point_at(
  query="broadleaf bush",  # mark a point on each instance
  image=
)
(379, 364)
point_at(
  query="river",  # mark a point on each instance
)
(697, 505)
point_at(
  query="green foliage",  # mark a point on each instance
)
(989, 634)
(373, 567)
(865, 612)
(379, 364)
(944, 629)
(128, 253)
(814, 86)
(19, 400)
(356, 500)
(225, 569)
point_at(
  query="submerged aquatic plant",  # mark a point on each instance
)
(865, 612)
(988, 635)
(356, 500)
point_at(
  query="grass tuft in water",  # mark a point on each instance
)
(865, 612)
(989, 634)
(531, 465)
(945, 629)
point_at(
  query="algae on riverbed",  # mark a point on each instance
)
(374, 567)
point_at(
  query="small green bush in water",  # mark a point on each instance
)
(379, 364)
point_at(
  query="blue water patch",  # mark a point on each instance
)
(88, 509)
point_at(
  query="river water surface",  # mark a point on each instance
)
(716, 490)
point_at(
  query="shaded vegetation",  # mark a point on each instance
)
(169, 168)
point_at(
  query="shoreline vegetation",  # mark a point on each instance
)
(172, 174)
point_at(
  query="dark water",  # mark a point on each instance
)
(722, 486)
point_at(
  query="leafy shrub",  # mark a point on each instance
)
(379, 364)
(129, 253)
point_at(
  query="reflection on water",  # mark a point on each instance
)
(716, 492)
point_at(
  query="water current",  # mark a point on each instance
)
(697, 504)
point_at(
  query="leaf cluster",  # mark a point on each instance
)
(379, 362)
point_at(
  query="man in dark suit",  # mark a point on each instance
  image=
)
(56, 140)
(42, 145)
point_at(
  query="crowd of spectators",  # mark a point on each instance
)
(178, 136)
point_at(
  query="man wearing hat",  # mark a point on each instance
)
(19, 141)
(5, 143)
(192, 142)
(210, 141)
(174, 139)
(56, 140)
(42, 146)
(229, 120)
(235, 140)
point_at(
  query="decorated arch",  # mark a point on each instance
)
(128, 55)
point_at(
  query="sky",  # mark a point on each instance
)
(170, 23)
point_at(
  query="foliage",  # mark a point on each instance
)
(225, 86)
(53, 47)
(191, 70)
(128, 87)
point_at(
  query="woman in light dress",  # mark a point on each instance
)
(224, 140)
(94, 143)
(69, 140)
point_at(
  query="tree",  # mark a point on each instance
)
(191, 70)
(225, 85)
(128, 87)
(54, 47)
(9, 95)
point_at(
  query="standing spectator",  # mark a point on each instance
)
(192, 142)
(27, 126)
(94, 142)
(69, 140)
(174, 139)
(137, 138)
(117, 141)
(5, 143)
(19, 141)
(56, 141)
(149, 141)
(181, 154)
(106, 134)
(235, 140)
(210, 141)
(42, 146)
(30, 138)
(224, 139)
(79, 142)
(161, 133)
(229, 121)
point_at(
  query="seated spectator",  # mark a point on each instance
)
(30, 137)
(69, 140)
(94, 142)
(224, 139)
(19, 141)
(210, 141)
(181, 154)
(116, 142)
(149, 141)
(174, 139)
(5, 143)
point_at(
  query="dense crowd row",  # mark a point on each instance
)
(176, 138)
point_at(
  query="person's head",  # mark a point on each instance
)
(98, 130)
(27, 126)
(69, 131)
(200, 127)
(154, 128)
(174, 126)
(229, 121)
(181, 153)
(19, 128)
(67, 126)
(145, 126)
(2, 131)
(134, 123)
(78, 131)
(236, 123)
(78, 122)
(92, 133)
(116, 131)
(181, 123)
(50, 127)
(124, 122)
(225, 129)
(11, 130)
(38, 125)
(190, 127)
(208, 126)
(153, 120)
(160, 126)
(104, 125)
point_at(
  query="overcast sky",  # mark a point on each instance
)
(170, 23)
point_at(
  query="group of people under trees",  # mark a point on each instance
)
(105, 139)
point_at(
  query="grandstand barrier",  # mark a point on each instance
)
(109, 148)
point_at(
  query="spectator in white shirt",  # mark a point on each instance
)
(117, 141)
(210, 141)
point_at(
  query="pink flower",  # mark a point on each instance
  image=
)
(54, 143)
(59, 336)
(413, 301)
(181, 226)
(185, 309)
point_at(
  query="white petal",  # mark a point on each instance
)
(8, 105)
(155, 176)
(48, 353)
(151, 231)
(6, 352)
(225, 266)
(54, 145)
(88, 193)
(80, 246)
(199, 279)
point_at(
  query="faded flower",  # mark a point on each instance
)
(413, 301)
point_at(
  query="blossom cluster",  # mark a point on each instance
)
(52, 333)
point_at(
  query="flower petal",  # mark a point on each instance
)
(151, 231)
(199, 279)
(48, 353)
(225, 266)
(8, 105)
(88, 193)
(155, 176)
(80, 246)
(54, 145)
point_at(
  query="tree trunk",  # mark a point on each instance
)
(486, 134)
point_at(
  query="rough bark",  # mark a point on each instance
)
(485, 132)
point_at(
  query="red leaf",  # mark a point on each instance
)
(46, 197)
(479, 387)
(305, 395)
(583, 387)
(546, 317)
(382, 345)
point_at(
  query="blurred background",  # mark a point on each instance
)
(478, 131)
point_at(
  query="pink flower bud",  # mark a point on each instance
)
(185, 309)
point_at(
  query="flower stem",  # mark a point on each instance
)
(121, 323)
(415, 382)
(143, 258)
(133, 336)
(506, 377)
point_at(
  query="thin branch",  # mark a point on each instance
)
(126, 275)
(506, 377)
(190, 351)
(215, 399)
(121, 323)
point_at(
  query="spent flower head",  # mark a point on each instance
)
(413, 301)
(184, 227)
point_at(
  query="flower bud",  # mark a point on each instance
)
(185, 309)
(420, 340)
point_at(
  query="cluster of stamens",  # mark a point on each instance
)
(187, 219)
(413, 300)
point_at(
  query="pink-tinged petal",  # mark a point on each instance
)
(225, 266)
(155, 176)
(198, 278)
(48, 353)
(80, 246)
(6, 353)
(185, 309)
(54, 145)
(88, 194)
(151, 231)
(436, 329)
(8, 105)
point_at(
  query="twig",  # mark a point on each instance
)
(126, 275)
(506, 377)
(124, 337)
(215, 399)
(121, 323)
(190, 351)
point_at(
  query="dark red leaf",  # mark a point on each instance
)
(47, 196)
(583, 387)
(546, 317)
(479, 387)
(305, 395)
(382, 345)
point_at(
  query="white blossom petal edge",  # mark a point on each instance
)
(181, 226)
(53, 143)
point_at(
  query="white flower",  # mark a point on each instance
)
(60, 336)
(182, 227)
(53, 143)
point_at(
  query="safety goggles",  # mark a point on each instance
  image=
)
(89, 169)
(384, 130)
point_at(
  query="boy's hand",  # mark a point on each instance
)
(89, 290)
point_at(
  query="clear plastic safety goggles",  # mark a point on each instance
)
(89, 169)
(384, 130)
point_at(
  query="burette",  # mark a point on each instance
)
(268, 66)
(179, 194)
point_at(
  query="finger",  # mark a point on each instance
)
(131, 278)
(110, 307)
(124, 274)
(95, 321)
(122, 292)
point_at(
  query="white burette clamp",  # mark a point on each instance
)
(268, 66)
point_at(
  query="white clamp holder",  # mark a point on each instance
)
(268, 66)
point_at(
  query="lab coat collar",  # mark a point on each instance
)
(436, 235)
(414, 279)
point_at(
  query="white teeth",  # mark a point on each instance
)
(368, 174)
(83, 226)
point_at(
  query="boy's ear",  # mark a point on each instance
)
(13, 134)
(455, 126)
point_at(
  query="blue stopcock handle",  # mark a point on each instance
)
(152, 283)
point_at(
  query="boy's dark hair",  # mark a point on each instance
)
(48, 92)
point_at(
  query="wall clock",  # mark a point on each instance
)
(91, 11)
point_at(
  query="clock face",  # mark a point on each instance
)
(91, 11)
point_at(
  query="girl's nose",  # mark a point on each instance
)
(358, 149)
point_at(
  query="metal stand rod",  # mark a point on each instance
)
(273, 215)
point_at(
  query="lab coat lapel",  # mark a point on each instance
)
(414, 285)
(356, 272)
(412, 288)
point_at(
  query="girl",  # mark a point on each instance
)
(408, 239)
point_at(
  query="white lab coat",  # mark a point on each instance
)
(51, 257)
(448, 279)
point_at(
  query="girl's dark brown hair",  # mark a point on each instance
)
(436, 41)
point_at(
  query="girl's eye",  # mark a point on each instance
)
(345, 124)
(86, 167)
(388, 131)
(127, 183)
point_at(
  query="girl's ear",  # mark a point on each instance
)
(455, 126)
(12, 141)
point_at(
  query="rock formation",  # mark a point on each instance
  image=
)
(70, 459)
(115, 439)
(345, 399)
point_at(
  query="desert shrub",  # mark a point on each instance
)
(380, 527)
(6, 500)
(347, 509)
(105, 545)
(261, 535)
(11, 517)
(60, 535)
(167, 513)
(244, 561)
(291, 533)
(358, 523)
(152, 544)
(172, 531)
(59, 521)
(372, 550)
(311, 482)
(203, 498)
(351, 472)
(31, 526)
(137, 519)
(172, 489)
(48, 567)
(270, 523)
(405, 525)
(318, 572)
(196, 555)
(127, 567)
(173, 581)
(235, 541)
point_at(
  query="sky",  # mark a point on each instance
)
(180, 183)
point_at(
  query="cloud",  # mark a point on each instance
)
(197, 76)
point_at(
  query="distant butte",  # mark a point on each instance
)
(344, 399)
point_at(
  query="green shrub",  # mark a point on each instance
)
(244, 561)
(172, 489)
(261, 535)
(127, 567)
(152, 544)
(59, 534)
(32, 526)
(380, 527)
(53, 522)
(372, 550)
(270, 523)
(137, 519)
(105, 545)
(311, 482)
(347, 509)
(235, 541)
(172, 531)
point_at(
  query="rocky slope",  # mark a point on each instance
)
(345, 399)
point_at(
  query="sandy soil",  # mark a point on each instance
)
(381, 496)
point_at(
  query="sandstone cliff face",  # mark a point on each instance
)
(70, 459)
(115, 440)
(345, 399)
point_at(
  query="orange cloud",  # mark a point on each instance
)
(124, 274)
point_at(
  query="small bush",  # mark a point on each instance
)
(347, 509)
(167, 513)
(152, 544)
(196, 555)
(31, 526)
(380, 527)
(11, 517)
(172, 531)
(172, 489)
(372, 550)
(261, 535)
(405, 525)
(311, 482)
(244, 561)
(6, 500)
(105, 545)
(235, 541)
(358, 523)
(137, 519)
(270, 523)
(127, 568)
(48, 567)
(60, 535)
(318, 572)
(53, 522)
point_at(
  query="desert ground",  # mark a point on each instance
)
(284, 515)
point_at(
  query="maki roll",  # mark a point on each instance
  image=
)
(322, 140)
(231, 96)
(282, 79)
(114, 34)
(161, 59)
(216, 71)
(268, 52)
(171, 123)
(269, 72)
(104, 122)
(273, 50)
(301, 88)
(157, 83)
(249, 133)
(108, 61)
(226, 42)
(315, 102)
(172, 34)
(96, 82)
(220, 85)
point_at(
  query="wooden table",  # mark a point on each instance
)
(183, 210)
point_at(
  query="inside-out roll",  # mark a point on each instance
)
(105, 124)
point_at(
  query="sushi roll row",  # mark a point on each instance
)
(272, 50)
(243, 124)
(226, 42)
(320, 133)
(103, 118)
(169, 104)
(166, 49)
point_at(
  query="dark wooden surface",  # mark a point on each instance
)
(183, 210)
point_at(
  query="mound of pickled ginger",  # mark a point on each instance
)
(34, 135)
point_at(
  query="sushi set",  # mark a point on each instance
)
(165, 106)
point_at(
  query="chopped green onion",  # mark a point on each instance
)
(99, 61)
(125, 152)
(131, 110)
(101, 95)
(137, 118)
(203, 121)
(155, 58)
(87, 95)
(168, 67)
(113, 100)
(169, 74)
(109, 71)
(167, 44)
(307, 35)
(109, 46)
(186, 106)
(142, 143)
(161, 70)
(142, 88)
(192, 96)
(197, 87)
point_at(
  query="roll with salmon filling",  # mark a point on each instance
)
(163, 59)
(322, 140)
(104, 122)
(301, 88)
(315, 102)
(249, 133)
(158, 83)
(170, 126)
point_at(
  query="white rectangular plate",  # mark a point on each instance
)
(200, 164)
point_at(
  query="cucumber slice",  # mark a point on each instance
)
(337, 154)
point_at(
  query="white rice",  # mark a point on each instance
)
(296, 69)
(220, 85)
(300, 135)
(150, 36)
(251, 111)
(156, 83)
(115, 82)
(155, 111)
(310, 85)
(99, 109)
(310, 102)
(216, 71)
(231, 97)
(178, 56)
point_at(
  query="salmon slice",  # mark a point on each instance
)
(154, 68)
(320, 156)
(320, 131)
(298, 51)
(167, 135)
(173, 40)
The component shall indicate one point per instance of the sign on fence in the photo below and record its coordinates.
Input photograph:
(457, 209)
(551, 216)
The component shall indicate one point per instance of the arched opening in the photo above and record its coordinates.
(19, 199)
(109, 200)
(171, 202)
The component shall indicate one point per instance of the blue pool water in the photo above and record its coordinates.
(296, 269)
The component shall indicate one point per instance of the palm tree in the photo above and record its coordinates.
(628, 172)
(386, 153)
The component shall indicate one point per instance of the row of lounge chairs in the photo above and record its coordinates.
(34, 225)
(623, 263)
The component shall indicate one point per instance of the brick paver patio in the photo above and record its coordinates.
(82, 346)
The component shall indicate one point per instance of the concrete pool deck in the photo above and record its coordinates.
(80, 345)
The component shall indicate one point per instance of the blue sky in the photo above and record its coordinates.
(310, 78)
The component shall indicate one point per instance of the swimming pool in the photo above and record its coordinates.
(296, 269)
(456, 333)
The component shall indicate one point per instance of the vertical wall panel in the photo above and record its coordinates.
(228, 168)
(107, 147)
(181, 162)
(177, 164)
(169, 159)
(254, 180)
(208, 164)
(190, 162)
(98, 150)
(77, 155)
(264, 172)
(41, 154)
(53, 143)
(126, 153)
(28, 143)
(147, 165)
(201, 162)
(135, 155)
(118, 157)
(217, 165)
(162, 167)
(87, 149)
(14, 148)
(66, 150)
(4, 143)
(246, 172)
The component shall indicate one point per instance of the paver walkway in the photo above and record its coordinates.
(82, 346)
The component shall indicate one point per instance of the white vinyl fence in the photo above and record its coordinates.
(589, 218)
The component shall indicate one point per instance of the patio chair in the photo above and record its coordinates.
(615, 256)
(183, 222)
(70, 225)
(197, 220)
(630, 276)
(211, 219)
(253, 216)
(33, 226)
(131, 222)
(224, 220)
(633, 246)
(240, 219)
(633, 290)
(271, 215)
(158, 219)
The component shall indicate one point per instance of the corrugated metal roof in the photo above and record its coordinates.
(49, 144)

# # # # # # #

■ **Problem description**
Your reply must consist of a number alone: the count of lines in the listing that contain the string "petal".

■ **Expected answer**
4